[WORK ITEM] In the records below, the lines from the one with "headlight visible in the provided image." through the last are to be printed exactly, and nothing else.

----------------

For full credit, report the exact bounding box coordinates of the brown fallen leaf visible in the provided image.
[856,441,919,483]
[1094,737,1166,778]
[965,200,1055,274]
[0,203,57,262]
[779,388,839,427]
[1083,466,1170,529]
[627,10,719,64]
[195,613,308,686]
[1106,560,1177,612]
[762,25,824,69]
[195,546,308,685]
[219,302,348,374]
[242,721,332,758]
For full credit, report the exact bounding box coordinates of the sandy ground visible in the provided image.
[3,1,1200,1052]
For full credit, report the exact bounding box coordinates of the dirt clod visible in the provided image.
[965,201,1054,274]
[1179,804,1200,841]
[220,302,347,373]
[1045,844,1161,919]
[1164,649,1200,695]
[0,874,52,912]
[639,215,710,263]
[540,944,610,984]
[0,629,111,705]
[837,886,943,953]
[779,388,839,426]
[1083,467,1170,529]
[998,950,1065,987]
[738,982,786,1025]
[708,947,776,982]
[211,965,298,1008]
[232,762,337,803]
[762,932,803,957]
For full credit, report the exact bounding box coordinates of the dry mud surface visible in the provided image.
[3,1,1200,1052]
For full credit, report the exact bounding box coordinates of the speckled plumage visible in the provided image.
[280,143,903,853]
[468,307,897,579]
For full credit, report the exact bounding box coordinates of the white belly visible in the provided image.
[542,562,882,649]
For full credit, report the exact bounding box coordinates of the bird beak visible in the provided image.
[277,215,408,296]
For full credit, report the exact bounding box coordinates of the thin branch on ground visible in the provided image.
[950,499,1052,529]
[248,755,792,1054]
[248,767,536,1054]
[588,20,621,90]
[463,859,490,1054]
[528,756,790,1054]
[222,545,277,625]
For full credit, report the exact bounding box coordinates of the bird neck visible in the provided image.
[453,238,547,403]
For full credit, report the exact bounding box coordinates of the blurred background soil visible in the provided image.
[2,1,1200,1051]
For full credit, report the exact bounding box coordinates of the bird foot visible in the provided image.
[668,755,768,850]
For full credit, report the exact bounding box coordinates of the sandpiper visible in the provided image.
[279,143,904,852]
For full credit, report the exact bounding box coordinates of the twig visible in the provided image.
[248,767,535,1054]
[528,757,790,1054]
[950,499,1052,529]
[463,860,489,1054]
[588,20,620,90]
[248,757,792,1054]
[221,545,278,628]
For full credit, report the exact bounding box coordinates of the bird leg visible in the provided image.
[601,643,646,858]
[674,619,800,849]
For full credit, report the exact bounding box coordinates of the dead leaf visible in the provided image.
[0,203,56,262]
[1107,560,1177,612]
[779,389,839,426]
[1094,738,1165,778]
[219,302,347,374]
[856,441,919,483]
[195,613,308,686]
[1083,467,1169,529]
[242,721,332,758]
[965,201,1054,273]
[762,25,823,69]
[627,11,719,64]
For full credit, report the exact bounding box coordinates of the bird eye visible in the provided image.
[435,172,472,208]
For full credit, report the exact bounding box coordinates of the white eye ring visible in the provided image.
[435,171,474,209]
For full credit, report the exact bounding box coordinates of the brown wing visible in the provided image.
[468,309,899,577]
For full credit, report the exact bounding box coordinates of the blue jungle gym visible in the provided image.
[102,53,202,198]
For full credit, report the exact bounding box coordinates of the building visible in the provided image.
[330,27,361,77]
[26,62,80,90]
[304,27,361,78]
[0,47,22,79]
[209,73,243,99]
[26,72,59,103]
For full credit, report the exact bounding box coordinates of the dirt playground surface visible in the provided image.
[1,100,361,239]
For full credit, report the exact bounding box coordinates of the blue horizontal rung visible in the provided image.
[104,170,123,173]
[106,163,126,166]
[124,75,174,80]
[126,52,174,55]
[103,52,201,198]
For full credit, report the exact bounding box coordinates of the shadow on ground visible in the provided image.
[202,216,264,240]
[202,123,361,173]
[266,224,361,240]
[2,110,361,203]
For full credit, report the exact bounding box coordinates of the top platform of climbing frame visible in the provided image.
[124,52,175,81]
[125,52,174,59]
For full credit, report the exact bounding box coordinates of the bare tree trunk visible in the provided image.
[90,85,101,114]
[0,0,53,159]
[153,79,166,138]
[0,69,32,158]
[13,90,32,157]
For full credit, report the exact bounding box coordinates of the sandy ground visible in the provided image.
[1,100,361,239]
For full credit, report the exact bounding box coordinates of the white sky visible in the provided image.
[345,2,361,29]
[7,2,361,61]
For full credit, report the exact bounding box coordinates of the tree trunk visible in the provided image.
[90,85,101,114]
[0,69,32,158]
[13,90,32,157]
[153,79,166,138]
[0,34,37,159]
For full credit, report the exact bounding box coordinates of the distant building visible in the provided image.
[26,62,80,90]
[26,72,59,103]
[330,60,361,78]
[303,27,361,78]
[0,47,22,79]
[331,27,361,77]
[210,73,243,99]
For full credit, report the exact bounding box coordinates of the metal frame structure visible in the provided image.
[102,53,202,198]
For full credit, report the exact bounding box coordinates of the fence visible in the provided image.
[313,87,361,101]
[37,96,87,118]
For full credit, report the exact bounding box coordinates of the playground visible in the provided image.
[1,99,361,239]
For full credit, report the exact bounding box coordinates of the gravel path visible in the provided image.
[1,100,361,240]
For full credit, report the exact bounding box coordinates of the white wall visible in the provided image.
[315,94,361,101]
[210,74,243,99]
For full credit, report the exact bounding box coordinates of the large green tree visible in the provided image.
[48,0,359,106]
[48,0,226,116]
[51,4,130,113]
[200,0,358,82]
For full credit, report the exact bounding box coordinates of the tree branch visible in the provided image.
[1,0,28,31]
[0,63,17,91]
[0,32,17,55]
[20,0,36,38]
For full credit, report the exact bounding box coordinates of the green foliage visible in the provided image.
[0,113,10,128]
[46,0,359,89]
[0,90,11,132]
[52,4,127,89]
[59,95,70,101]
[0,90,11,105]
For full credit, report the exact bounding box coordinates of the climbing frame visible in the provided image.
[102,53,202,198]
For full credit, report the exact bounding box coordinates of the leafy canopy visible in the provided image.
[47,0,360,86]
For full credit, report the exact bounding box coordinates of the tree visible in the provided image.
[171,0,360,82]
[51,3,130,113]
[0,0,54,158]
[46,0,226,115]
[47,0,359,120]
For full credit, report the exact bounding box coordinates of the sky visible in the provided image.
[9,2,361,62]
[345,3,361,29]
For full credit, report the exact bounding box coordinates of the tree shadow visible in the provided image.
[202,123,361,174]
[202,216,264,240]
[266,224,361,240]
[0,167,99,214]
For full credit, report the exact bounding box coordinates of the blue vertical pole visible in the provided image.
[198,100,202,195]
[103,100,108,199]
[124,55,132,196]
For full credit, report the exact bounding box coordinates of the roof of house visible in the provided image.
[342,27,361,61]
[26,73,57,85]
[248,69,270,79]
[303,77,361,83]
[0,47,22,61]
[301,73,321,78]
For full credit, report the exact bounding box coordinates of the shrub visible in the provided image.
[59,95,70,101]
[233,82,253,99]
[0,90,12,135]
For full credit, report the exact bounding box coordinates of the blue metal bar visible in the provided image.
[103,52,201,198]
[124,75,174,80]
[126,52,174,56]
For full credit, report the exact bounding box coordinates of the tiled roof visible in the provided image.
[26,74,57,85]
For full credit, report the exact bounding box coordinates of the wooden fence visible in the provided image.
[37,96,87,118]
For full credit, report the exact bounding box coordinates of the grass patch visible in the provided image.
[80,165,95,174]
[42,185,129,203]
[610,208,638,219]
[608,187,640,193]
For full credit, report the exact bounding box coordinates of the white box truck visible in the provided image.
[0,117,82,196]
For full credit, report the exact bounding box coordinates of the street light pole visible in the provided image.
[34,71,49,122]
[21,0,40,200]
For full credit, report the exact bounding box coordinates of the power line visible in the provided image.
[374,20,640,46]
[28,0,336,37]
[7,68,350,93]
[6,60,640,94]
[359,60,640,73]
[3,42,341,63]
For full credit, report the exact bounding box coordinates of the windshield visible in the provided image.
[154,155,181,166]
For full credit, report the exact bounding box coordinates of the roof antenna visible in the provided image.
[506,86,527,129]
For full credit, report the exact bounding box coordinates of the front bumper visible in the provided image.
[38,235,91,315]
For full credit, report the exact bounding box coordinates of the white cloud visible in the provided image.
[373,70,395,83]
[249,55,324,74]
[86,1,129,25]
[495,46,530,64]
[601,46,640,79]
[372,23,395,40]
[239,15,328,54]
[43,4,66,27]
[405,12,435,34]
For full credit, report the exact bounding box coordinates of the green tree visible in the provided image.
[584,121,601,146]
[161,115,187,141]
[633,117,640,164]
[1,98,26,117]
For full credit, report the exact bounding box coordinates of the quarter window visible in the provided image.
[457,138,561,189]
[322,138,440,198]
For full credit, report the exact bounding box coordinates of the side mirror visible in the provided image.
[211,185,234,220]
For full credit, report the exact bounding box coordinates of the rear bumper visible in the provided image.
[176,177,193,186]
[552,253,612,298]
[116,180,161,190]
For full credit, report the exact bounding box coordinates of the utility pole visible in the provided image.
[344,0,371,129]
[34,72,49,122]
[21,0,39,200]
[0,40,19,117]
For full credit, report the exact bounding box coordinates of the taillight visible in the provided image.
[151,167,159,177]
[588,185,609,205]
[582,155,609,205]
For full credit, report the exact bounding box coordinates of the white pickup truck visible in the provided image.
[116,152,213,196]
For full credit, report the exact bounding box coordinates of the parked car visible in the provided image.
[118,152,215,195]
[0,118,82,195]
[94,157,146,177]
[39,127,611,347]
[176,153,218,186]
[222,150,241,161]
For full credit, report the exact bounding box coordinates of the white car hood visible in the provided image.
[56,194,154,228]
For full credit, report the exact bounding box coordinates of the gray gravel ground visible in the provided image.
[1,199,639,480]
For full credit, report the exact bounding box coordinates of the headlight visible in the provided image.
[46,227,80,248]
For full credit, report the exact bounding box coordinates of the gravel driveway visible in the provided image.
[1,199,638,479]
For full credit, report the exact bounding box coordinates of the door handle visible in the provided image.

----------------

[RESPONSE BOX]
For full credit, report the exact bounding box coordinates of the headlight visible in the provided image.
[46,227,80,248]
For full credit, report the exact bounding box coordinates of the gravel driveway visible in the provided image.
[1,199,638,479]
For full credit, report the exact bounding box coordinates of the door handle visible in the provided image.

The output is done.